**SELECTION**

━━━━━━━━━━━━━━━━━━━━

Refinements of the opportunity-cost argument have also appeared in the literature on civil wars. Most of the explicit theoretical models of civil war build on the rent-seeking models that have been introduced into the analytical literature by Tullock (1974, 1980), as well as Hirshleifer (1989), and have been generalized by Skaperdas (1996). In a model inspired by work on the resource curse (e.g., Ross, 2012; Sachs & Warner, 2001), Garfinkel et al. (2008) demonstrate that globalization can decrease social welfare if a government cannot enforce property rights and if two groups fight violently over the possession of an exportable resource like oil. This is especially the case for exporters for whom the welfare-enhancing effect of free trade might be offset by the growing costs of conflict that the opening of borders and the increased exportability of the good bring about. Nevertheless, exporters of natural resources might, depending on the world price of their product, invest more in conflict in times of growing globalization: “Although for importers of oil and other natural resources opening up the economy brings the regular benefits of trade and reductions in conflict, for exporters of the same resources opening the economy to trade can very well induce increased conflict costs that more than offset the familiar gains from trade” (Garfinkel et al., 2008, p. 307).
Another possibility for modeling social conflict follows the tradition in Heckscher–Ohlin models of international trade of separating societies according to the factor endowment of the various relevant groups. This perspective assumes that globalization will benefit the abundant factor within an economy that is, by and large, capital in the developed and labor in the developing world. However, rising tensions between capital owners and workers over the foreign economic policy of a country do not necessarily translate into an increased risk of social conflict. On the basis of their groundbreaking work on polarization and conflict, Esteban and Ray (2008, 2011) model the interactions within a society that falls victim to both a class and an ethnic conflict. These authors show that increased class conflict within the contending ethnicities fuels the intensity of ethnic conflict. The empirical implication of this formal result is that more ethnic than class conflict should be observed, a finding that has its counterpart in Azam’s (2002, 2006) studies on the strategic use of looting. If one side suffers under plundering and its complement, one-sided violence against civilians, it will be more likely to engage in these activities as the destruction of production possibilities makes the use of force and raiding more attractive. Moreover, some war leaders will attack their own civilian support base to turn farmers into soldiers by destroying the incentives to work in the civilian sector.

━━━━━━━━━━━━━━━━━━━━

**MATERIAL**
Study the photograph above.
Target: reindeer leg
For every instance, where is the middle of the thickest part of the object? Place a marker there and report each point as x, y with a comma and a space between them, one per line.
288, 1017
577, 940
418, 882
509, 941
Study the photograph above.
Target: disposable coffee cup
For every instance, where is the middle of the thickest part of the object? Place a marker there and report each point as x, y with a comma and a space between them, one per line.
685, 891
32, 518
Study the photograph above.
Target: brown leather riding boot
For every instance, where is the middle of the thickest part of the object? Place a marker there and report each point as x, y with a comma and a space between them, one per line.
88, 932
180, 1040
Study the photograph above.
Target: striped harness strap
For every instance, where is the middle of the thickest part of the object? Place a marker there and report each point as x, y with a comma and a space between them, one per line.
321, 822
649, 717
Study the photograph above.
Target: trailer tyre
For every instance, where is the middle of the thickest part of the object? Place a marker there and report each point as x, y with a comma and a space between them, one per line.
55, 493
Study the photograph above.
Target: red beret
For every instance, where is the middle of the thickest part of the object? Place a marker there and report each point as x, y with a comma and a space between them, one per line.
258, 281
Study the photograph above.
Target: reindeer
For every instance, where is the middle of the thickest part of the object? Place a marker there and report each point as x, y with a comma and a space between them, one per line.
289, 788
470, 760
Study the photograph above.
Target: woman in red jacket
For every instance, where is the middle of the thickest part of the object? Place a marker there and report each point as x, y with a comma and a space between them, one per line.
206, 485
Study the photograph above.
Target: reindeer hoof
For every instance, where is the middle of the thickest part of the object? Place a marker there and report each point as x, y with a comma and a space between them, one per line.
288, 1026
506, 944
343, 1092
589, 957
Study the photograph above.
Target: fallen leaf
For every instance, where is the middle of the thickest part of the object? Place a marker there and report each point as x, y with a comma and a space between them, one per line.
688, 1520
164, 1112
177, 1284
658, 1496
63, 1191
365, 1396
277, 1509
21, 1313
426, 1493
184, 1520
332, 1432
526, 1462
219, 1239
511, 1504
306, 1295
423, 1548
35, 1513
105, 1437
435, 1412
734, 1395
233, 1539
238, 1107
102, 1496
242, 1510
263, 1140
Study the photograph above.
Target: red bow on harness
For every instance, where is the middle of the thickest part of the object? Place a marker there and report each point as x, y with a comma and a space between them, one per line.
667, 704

━━━━━━━━━━━━━━━━━━━━

**YOUR TASK**
Answer from the text on globalization and civil conflict:
(a) Who generalized the rent-seeking models introduced by Tullock and Hirshleifer?
(b) In the Heckscher–Ohlin perspective, which factor is abundant in the developing world?
(c) Why do some war leaders attack their own civilian support base?
The records play no part in this work.

**ANSWER FOR THIS EXERCISE**
(a) Skaperdas (1996).
(b) Labor.
(c) To turn farmers into soldiers by destroying the incentives to work in the civilian sector.